■ **Activity**
Start at the line with "Target: man's bare leg" in the records below, stop at the line with "Practice. Put a pin on the sky", and return every line in that span exactly, the two end lines included.
- Opening Delimiter -
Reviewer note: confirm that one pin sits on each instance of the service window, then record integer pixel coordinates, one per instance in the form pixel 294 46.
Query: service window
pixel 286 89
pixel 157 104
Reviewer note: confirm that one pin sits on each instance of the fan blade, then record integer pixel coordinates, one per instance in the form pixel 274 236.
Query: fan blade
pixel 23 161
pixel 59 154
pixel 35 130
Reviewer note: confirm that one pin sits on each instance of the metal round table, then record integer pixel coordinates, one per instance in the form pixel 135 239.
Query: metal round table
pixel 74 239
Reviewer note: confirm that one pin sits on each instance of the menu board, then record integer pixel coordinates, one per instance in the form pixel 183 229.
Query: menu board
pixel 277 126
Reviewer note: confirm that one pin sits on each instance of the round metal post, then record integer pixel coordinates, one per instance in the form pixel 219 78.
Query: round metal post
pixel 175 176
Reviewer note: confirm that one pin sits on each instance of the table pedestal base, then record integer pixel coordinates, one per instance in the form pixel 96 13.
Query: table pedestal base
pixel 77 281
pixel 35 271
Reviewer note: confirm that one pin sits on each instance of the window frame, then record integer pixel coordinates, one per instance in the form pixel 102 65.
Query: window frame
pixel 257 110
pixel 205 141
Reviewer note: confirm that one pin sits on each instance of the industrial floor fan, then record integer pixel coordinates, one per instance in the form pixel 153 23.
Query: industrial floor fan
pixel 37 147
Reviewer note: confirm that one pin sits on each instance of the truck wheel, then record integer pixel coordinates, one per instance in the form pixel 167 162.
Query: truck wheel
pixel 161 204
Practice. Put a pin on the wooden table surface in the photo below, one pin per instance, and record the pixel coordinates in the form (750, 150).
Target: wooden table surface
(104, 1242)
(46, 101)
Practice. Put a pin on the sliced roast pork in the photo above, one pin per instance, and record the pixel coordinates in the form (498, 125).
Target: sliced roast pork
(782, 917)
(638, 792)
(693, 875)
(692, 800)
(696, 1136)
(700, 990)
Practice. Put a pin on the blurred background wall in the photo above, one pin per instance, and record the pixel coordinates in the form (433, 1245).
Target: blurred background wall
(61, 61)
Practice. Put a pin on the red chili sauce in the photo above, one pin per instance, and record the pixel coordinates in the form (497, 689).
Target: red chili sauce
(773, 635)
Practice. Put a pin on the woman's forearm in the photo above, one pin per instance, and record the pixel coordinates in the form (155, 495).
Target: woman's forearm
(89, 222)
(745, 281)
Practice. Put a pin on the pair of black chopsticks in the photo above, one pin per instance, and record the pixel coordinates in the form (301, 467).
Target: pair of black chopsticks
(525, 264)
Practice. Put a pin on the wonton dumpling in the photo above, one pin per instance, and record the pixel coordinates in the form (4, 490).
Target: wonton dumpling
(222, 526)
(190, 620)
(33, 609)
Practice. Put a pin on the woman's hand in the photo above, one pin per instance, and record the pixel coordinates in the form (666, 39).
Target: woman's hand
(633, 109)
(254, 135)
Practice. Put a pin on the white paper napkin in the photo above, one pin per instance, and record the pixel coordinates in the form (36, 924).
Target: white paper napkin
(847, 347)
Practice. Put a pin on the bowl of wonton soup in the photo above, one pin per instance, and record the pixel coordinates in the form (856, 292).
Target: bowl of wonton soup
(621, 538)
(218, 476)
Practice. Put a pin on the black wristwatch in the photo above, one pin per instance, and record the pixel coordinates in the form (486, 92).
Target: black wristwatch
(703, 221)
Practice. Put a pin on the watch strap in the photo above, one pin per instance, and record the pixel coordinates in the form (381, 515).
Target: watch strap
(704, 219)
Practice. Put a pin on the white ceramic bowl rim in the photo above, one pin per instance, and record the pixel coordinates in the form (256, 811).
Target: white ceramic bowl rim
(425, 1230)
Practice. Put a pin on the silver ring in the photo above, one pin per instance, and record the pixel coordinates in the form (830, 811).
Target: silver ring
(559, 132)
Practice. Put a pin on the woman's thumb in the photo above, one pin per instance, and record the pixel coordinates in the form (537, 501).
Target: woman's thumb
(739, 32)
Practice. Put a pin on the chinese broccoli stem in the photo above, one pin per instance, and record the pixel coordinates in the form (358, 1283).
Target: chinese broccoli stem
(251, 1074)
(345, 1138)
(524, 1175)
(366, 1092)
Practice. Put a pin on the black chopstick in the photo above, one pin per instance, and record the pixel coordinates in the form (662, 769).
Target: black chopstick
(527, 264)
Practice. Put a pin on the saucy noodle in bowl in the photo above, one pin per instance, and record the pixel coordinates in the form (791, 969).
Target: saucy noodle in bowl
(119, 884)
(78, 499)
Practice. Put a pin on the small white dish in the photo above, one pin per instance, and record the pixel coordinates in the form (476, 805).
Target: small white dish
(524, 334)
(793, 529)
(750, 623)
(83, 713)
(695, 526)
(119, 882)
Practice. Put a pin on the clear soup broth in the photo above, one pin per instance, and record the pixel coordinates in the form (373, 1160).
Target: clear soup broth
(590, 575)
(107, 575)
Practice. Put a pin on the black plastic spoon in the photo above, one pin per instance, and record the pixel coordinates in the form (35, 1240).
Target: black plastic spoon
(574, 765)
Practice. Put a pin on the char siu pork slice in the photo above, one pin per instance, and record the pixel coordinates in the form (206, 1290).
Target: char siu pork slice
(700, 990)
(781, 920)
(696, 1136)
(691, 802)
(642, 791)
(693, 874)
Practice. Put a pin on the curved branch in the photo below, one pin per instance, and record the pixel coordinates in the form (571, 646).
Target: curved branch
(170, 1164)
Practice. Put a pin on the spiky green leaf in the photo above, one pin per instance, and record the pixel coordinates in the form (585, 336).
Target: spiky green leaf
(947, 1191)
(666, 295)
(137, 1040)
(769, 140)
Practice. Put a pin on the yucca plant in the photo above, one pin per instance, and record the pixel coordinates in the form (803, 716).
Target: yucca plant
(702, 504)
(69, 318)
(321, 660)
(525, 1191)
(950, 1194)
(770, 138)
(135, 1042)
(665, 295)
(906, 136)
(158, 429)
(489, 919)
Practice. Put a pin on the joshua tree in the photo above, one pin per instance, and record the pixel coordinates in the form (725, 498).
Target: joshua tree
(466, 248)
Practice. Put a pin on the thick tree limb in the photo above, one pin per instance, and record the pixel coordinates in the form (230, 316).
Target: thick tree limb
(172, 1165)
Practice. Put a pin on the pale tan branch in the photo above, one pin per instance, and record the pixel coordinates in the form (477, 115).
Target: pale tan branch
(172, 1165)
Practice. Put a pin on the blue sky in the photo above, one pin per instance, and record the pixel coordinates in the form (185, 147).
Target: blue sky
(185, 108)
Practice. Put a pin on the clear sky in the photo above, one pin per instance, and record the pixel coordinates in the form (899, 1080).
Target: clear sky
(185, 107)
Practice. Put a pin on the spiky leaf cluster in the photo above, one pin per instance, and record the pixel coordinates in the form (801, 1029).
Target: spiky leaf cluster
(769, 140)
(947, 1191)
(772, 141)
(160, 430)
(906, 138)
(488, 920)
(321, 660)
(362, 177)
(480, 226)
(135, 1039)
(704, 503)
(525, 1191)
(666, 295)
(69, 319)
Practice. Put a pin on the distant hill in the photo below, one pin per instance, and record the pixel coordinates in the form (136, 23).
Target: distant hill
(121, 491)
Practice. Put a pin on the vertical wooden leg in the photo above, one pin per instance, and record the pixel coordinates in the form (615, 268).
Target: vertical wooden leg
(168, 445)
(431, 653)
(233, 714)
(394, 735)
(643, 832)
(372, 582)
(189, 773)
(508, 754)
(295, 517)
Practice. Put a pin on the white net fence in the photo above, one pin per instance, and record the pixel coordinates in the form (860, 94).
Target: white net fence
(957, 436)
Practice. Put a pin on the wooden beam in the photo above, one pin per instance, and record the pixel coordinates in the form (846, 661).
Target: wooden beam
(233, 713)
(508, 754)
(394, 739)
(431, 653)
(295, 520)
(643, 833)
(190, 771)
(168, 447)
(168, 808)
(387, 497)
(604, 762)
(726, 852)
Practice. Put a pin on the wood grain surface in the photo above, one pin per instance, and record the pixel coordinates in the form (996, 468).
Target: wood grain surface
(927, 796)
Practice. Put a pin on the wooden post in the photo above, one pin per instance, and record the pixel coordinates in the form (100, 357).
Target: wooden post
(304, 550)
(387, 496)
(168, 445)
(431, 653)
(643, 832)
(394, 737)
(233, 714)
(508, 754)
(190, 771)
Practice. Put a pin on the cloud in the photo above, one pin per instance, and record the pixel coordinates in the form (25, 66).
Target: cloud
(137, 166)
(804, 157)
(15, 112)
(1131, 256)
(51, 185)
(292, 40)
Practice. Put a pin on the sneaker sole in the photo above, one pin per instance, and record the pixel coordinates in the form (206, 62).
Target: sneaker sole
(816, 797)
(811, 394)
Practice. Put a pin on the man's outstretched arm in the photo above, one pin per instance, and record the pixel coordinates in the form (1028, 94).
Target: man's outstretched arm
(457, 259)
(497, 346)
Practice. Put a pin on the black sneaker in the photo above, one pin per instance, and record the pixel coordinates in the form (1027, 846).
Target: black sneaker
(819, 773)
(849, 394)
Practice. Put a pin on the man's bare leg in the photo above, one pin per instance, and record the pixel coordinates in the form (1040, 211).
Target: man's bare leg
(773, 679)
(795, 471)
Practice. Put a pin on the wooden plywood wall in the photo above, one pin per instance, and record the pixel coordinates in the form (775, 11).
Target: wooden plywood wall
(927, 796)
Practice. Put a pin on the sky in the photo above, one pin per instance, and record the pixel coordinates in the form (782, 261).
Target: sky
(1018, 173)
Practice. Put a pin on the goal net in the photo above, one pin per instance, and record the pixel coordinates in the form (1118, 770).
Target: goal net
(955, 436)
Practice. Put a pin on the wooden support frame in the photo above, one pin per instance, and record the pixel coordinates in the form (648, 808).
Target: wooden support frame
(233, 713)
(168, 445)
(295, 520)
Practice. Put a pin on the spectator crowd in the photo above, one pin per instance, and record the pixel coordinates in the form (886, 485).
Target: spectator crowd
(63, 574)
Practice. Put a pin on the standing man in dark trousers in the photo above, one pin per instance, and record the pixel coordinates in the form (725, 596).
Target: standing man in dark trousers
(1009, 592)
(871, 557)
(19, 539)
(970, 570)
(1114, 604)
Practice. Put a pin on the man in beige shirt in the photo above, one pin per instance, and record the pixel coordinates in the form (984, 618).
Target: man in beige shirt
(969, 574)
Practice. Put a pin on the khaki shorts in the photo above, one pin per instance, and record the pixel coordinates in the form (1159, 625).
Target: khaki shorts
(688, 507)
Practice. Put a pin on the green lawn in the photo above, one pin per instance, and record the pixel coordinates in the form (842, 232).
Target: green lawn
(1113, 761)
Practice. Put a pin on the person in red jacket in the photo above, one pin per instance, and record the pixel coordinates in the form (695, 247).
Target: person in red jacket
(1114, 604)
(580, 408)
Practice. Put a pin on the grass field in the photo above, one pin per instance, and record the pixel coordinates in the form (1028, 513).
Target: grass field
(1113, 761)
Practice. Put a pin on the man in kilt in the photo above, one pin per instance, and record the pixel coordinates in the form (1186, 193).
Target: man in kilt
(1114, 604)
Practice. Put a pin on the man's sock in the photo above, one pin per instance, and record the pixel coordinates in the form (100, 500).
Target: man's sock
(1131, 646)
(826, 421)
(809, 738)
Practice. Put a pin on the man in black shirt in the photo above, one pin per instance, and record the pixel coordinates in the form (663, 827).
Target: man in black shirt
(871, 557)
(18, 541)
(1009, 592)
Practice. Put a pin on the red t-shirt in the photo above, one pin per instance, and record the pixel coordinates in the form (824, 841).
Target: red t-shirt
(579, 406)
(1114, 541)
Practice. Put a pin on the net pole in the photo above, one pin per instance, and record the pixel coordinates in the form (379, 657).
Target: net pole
- Closing Delimiter -
■ **Solution to the exercise**
Target: man's bare leg
(773, 679)
(795, 471)
Practice. Put a pin on the wooden plywood wall in the photo above, one pin per instance, and record the pixel coordinates in the form (775, 11).
Target: wooden plywood wall
(927, 796)
Practice. Put a pin on the sky in the photo above, one pin per instance, and record the pixel coordinates in the form (782, 261).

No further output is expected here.